__EXCERPT PROVIDED__
== == ==

[pgpool-general: 1253] Strange issue with ports remaining open after switchover

Wed Dec 12 17:58:41 JST 2012

Hi,

I'm having a really strange issue with pgpool. Let me first explain the setup.

We have 2 physical servers that both run Postgres in master/slave
setup using streaming replication and this is controlled by pgpool.
Pgpool itself is also running on both the machines using the watchdog
functionality.

The servers have a dedicated interconnect used for the replication
between Postgres and by pgpool to connect to the Postgres backends.
The servers also have a frontend connection used by the clients to
connect to pgpool.

At a steady state one server is the postgres master, the other the
pgpool master.

Now the issue, we have been testing the redundancy of this setup and
in one scenario we see this strange issue.

The scenario is this. We kill the master postgres server, the master
pgpool server which is up to that moment a postgres slave then becomes
the postgres master. This all works fine. The problem appears when we
want to do the failback.

So we restore the server and then let pgpool do a node recovery so
that the failed server becomes a postgres slave. Then we also start
pgpool on the recoverd server which becomes a pgpool standby. Then
finaly to return to our steady state we want to failover the pgpool
master to the recovered node.

We do this by simple stopping the current pgpool master so that the
standby takes over. Up to here everything works fine.

It is only when we want to start pgpool again so it can become a
standby that we see the issue.

== == ==

__INFORMATION SHOWN__

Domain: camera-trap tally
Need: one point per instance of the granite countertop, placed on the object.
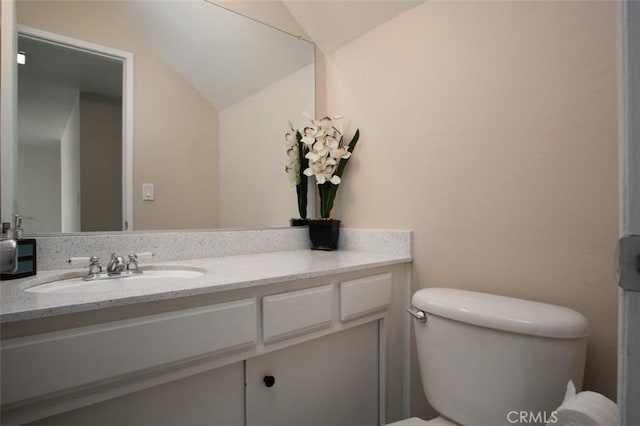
(222, 274)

== == ==

__TASK SET__
**A.** For the forum post about pgpool ports staying open after switchover, decide whether each statement agrees with it: (i) pgpool runs on both servers with the watchdog functionality; (ii) replication between the Postgres servers goes over the frontend connection that clients use; (iii) the problem shows up as soon as the master postgres server is killed. Answer yes or no for each, and quote the words of the post that decide it.
**B.** Retype the stretch of the pgpool post from "So we restore" through "the recovered node." without any changes.
**C.** Write what comes next in the forum post about pgpool ports staying open after switchover, starting after its last sentence.
The material plays no part in the work here.

__EXPECTED ANSWERS__
**A.**
(i) Yes: "Pgpool itself is also running on both the machines using the watchdog functionality."
(ii) No: "The servers have a dedicated interconnect used for the replication between Postgres and by pgpool to connect to the Postgres backends."
(iii) No: "This all works fine. The problem appears when we want to do the failback."

**B.**
So we restore the server and then let pgpool do a node recovery so
that the failed server becomes a postgres slave. Then we also start
pgpool on the recoverd server which becomes a pgpool standby. Then
finaly to return to our steady state we want to failover the pgpool
master to the recovered node.

**C.**
Pgpool does not want to startup again because its ports are in use
(9898 and 9999). We double check to see that there are no pgpool
processes left and that is the case. Using netstat we can see that the
ports are now in use by a SSH process that parts of the recovery
scripts that will start Postgres on the other node.
Postgres is running fine on the other node so I kill that ssh process.
But then the pgpool still fails, now netstat shows that the ports are
used by the local postgres process.

And that is the behavior that I don't understand.

The only way to recover from this is to stop and restart the whole
stack (both postgres & pgpool on both nodes). And this is of course
not what you want in a redundant clustered setup.

Does anyone has any idea what exactly is going on here?

Thank you,
Tim

--
Tim Verhoeven - tim.verhoeven.be at gmail.com - 0479 / 88 11 83

Hoping the problem  magically goes away  by ignoring it is the
"microsoft approach to programming" and should never be allowed.
(Linus Torvalds)